(PASSAGE PROVIDED):
Dexter is a complex, 4 operator wavetable oscillator with DX style frequency modulation (FM) and extensive control possibilities. Its large number of possibilities and options enables it to produce a wide range of complex sounds, textures and timbres.
FM synthesis is a technique that is often shied away from due to its apparent complex nature and unfamiliar parameters. This perception usually stems from the bad interface design in the synthesiser that popularised the technique in the 1980s, the Yamaha DX7.
Dexter approaches FM synthesis from a usability perspective, as in all the parameters are brought out and made accessible to the user. It employs the traditional 4 operator, algorithmic approach with some neat twists, such as wavetables, phase distortion and sync in order to broaden the sonic pallet of FM synthesis. Sometimes it can be mellow, pristine and chilled, however with a simple knob twist it can becoming growling, snarling and noisy. Almost all of the parameters can be modulated by control voltages, allowing for easy exploration of FM, leading to new sounds and possibilities.
The master controls are the main go-to controls in Dexter for basic parameters such as tuning, chords, algorithm selection and overall shape and brightness.
An algorithm describes how each operator modulates and synchronises another, and to which output they are directed to, via a routing matrix. It can be thought of as a recipe for a particular type of sound, as algorithms are often optimised for particular timbres e.g. metallic, brassy, smooth, vocal etc. Dexter offers 23 algorithms where 12 of these share operators for both voices A and B, and the remaining 11 dedicate operators to either A or B allowing for independent timbres from each voice.

(RECORDS):
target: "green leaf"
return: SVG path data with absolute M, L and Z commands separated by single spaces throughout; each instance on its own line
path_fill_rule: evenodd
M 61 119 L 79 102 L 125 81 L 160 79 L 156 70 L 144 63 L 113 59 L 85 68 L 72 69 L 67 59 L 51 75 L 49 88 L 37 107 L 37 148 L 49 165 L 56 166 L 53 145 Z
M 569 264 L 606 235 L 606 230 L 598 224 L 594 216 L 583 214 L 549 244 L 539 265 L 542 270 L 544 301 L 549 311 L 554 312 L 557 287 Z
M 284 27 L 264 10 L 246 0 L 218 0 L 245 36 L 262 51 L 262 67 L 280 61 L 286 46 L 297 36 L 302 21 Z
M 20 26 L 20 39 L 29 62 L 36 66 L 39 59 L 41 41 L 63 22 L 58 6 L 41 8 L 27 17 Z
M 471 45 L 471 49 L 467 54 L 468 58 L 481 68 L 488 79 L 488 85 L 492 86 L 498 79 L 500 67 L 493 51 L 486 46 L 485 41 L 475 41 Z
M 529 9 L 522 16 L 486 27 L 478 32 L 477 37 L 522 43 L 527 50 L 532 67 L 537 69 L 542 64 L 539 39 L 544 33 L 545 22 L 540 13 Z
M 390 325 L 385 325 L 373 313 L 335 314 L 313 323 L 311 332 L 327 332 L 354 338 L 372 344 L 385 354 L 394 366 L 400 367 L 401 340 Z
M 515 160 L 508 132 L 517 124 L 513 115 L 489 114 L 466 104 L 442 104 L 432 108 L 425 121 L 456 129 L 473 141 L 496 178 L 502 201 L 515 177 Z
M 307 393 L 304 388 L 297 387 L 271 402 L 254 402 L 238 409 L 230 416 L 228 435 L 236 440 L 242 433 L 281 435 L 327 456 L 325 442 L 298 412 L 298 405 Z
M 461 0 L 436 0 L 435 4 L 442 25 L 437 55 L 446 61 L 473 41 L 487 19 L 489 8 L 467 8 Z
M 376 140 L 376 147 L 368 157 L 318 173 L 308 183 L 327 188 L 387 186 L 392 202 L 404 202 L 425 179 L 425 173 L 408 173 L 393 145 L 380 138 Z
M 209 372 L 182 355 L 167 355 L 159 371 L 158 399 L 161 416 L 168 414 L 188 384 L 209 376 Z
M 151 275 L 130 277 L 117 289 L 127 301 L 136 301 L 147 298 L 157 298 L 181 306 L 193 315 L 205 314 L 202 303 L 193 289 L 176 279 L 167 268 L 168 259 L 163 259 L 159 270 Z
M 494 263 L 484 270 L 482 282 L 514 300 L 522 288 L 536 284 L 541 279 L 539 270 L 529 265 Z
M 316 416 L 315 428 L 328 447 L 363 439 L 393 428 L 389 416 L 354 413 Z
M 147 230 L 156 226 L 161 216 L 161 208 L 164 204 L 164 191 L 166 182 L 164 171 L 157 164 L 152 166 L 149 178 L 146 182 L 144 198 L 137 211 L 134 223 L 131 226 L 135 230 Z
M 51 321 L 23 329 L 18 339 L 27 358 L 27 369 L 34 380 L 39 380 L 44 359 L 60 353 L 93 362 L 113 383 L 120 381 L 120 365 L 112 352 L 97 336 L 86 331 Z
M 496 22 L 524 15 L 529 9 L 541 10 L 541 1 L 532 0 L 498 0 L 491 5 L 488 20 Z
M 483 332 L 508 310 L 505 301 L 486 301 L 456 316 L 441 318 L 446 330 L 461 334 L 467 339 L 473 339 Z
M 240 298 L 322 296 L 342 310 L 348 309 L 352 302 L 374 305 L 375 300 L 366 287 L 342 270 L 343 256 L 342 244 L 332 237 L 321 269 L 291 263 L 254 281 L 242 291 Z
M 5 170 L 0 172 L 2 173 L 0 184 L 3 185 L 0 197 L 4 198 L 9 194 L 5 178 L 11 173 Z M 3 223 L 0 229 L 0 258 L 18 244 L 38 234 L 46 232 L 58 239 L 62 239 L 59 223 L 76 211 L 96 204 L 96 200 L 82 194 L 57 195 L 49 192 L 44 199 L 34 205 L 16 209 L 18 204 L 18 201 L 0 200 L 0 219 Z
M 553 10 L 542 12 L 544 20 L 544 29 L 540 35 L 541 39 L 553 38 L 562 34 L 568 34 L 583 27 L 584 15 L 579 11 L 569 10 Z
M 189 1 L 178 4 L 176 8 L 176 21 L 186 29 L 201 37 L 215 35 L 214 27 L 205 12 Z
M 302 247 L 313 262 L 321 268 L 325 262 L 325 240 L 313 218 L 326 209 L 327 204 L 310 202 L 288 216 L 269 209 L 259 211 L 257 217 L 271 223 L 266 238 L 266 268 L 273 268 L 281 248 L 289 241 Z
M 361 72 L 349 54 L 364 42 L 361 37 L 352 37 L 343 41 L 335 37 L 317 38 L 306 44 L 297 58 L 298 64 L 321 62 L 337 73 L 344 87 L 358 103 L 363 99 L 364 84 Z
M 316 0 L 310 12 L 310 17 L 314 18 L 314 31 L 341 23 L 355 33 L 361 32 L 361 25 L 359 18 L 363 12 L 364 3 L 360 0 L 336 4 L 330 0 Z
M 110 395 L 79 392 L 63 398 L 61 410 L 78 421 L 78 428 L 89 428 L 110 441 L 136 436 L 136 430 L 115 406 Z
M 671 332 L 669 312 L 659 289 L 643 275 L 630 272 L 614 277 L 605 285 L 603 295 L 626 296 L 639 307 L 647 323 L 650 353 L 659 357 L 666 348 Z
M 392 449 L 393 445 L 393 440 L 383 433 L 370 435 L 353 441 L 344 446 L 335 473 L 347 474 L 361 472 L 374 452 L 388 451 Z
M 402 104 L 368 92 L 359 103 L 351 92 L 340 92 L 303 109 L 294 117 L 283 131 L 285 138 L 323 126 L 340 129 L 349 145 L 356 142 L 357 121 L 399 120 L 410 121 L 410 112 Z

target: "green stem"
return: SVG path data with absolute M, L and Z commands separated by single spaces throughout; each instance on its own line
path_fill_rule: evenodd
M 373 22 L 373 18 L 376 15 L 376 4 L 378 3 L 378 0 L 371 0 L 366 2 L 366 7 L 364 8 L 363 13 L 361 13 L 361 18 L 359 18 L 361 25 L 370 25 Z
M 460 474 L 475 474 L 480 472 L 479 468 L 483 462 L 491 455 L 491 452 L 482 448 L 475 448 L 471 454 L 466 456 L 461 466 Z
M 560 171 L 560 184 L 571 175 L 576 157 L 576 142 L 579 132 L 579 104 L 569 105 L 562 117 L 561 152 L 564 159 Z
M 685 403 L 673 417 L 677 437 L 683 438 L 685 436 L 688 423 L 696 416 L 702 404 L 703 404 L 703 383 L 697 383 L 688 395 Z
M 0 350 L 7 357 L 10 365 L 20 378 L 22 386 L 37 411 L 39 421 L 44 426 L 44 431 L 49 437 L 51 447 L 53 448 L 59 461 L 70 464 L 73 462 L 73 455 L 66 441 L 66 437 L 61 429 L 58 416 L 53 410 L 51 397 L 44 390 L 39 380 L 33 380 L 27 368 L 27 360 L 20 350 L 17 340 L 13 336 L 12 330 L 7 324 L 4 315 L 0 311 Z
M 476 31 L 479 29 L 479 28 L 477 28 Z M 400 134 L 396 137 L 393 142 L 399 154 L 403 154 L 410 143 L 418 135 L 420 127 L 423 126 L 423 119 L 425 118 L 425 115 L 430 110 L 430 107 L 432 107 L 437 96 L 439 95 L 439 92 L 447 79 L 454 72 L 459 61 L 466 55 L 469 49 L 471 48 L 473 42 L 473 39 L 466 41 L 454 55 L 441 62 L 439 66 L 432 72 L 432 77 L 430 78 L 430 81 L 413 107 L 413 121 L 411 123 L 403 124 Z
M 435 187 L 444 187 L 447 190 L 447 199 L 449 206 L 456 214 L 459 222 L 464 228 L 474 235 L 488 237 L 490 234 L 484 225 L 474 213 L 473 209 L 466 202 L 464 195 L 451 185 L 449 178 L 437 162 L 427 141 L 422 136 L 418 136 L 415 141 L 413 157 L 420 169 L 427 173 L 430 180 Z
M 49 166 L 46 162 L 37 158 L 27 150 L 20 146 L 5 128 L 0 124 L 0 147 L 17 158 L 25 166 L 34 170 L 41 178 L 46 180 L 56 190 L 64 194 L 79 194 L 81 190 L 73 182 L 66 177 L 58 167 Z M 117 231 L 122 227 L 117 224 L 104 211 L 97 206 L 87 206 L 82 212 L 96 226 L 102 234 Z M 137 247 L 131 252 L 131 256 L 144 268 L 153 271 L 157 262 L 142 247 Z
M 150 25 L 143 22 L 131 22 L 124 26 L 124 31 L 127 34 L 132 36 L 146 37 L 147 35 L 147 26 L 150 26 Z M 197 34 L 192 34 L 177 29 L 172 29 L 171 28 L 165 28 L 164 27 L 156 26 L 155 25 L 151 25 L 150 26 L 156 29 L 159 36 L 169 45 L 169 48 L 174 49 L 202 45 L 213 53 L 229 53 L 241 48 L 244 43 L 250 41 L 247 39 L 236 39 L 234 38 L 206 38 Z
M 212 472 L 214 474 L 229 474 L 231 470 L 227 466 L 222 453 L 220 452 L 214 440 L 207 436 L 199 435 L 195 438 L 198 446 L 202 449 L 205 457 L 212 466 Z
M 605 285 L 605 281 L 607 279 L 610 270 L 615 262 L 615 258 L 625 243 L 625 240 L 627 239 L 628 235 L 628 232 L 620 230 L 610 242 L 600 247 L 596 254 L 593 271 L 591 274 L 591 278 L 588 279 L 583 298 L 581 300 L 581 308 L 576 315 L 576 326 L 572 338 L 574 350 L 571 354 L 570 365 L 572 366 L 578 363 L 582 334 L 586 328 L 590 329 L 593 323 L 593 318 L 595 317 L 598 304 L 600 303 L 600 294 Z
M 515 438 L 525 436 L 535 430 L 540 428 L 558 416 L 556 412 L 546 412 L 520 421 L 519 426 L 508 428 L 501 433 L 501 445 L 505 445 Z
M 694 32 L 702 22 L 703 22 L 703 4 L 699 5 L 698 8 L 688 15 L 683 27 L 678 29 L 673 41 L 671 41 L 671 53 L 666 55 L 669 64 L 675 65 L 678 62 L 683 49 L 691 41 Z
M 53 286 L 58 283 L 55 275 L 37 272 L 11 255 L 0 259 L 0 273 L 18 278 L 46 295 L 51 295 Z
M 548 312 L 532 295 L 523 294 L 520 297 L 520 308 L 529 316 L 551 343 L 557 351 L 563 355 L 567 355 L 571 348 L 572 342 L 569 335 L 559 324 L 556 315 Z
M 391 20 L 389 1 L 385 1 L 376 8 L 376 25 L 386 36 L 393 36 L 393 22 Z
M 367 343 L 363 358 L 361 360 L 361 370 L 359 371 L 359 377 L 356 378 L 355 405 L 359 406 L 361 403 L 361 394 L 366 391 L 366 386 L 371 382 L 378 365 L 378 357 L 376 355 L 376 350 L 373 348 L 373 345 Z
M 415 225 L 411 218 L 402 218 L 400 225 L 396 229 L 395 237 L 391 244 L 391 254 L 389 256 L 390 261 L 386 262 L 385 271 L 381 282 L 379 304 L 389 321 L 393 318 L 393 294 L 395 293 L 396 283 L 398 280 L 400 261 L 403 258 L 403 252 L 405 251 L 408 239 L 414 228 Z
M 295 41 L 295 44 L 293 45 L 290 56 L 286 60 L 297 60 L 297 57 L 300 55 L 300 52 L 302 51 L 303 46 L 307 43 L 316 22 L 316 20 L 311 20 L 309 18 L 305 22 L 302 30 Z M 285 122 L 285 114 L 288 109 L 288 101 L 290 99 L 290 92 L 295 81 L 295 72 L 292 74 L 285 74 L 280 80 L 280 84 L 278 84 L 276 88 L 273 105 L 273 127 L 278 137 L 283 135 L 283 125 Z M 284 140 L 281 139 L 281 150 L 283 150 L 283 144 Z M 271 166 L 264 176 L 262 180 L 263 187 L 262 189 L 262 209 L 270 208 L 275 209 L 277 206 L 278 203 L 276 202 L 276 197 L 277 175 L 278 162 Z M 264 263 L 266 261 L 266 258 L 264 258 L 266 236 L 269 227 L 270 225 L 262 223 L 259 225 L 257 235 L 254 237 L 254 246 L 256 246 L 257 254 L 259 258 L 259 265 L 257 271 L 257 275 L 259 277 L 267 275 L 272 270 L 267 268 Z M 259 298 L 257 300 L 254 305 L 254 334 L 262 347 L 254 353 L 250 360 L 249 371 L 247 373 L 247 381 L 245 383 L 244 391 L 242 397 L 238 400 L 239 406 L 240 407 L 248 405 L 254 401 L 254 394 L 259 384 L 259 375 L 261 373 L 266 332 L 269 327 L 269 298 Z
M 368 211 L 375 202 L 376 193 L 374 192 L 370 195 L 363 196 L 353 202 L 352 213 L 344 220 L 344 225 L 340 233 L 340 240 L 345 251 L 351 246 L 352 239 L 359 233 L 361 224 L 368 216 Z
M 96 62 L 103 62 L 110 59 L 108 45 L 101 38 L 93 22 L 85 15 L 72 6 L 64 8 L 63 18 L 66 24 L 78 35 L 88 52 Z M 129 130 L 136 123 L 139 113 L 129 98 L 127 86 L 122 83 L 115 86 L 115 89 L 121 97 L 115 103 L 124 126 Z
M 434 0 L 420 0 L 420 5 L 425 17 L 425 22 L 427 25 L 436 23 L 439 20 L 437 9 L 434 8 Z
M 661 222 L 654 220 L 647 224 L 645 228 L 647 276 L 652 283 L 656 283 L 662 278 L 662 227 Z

(SET TASK 1):
According to the Dexter description, which synthesizer popularized FM synthesis in the 1980s?
(SET TASK 2):
Transcribe word for word the part of the Dexter description that starts with "An algorithm describes" and ends with "from each voice.".
The entries aren't required for any of this.

(PROBLEM SOLUTION 1):
The Yamaha DX7.

(PROBLEM SOLUTION 2):
An algorithm describes how each operator modulates and synchronises another, and to which output they are directed to, via a routing matrix. It can be thought of as a recipe for a particular type of sound, as algorithms are often optimised for particular timbres e.g. metallic, brassy, smooth, vocal etc. Dexter offers 23 algorithms where 12 of these share operators for both voices A and B, and the remaining 11 dedicate operators to either A or B allowing for independent timbres from each voice.